**WHAT THIS TASK INVOLVES:**
In the forum thread on net force below, list every x and y component value stated for the first and second situations.

----- PASSAGE GIVEN -----

So for the part of the question that it asks for the net force is it safe to say that it is:

case 1 = 18.97N, 57.5o

case 2 = 14.0N, 51o

thanks.
 
  • #4
You still need to be a little careful and define the axis and direction with respect to which the angle is measured. The most common convention is "clockwise with respect to the positive x-axis". Personally and unless the problem states otherwise, I prefer to define vectors in terms of their components not magnitudes and angles.
 
  • #5
kuruman said:
You still need to be a little careful and define the axis and direction with respect to which the angle is measured. The most common convention is "clockwise with respect to the positive x-axis". Personally and unless the problem states otherwise, I prefer to define vectors in terms of their components not magnitudes and angles.

So if I'm following you correctly:

The components of the first situation is:
x= -10.2
y= -16.0
Theata = 51o (when doing this I'm not entirely sure from what axis it is, I did tan-1(-16/-10.2)

The components of the second situation:
x = 8.8
y = 10.9
theta = 51o (again I don't know from which axis this is from, I did tan-1(10.9/8.8)

Thanks for helping me with this!
 
  • #6
Part (a)
To find the angle you need a right triangle. It is the right triangle such that

tanθ = opposite/adjacent.

Draw yourself a right triangle such that one right side is 10.2 units to the left and the other right side is 16.0 unit down. To do this go to the tip of F1 and draw a line segment of 16.0 units straight down. Connect the tip of that segment to the origin. There is your right triangle. Now answer the following questions

1. What is the angle that the hypotenuse makes with respect to the negative x-axis?

----- INFORMATION SUPPLIED -----

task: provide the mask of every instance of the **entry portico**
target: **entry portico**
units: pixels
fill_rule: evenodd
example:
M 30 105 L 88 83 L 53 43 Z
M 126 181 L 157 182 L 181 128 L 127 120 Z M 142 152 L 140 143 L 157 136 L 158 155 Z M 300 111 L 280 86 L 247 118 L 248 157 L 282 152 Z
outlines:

-----

**EXERCISE RESPONSE:**
First situation: x = -10.2, y = -16.0
Second situation: x = 8.8, y = 10.9